▸ Texte fourni
Les défenseurs de la nature ont dénoncé comme « honteux » un accord en coulisses qui a vu tous les gouvernements de l’UE, sauf deux, acquiescer à une proposition de la Commission européenne visant à assouplir la protection des populations croissantes de loups en Europe.
L’UE a fait un pas de plus vers la légalisation de l’abattage ou de la chasse de routine des loups, les gouvernements ayant accepté aujourd’hui de proposer des modifications à une convention internationale sur la conservation de la faune sauvage, une démarche critiquée par les groupes écologistes.
Les diplomates de l’UE ont convenu à huis clos de voter en faveur du dépôt d’une motion visant à dégrader le statut des loups dans le cadre de la Convention de Berne de 1979 relative à la conservation de la vie sauvage et du milieu naturel de l’Europe, une proposition présentée par la Commission européenne en décembre dernier.

▸ Travail demandé
Indiquez si chacune des affirmations suivantes concorde avec le texte fourni sur les loups, en répondant par oui ou par non et en citant textuellement les mots du texte qui tranchent. 1. Tous les gouvernements de l’UE ont accepté la proposition de la Commission européenne. 2. La Commission européenne a présenté sa proposition en décembre dernier. 3. Les diplomates de l’UE ont pris leur décision lors d’une séance publique. Les lignes ci-dessous n’ont aucun lien avec le texte fourni.

▸ Données fournies
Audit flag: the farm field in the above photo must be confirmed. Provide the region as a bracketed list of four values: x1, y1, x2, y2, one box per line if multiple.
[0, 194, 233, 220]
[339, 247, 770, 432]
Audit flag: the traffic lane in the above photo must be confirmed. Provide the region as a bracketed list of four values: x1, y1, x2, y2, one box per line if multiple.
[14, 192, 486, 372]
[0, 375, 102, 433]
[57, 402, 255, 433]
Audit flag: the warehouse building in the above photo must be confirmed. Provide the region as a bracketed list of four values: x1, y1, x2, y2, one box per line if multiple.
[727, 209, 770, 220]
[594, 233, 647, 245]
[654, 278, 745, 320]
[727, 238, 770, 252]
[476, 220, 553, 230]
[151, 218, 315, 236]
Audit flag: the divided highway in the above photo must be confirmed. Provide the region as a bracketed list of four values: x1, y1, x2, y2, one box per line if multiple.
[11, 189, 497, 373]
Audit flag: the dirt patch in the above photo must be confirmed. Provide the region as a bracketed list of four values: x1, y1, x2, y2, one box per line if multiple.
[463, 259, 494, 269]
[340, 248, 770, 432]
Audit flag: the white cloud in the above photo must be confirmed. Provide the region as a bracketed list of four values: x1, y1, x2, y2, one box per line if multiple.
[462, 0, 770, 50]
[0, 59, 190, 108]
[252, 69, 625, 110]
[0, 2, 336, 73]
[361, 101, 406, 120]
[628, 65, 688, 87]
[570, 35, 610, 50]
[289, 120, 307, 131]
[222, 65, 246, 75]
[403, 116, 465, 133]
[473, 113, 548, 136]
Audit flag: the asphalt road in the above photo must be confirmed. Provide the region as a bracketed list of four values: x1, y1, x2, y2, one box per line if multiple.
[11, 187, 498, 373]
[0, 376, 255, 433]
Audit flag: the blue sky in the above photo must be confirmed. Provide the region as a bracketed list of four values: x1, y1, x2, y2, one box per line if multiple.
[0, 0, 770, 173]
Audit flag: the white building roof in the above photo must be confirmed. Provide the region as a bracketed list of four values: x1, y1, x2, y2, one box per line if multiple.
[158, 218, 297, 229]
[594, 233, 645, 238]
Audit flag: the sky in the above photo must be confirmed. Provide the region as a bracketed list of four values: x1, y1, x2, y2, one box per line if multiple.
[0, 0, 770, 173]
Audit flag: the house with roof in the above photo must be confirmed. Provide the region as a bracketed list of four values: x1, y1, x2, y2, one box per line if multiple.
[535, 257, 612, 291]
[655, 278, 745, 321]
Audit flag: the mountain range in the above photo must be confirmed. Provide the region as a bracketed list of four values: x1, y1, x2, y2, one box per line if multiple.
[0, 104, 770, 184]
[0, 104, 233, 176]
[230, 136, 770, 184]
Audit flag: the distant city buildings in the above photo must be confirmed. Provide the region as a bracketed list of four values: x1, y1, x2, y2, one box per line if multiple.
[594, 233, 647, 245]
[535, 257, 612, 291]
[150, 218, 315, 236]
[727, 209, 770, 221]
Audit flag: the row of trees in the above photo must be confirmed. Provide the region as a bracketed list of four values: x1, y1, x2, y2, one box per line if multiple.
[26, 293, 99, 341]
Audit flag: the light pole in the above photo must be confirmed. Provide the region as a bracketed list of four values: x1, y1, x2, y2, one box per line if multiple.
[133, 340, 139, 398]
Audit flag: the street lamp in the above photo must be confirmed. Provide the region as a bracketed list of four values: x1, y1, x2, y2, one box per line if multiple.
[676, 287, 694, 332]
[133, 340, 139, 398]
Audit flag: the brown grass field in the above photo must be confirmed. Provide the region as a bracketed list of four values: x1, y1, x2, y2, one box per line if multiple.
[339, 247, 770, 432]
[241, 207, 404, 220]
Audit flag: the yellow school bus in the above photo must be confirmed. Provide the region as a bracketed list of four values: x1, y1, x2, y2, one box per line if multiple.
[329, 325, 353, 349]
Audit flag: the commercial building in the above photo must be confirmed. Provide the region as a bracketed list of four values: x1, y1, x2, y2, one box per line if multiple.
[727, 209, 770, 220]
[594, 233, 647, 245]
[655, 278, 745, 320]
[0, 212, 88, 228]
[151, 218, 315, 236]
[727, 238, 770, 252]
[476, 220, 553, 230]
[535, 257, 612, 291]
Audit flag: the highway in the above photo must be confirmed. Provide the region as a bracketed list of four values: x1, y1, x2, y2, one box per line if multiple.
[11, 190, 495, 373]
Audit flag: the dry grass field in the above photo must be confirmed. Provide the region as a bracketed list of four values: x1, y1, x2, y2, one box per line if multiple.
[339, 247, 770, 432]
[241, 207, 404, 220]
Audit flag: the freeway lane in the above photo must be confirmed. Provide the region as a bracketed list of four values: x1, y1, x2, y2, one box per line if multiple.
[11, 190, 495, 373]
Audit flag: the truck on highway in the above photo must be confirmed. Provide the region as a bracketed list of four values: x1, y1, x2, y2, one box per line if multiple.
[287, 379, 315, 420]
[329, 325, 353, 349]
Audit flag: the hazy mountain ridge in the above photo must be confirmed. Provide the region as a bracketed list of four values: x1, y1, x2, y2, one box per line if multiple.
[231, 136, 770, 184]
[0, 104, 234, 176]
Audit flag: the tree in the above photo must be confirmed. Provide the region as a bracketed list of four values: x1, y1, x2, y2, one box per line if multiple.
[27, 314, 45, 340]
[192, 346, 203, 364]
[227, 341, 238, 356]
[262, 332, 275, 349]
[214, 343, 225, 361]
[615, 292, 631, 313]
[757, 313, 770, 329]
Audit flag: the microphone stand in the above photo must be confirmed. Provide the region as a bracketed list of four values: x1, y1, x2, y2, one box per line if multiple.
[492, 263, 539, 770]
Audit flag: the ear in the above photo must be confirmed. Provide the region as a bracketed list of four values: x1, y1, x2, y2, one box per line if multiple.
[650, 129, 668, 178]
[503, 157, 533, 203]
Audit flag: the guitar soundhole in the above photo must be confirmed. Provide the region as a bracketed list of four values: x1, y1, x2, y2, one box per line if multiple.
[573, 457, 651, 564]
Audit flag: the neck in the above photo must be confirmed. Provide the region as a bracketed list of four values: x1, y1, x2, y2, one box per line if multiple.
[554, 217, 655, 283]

▸ Réponse produite
1. Non : « tous les gouvernements de l’UE, sauf deux »
2. Oui : « une proposition présentée par la Commission européenne en décembre dernier »
3. Non : « Les diplomates de l’UE ont convenu à huis clos »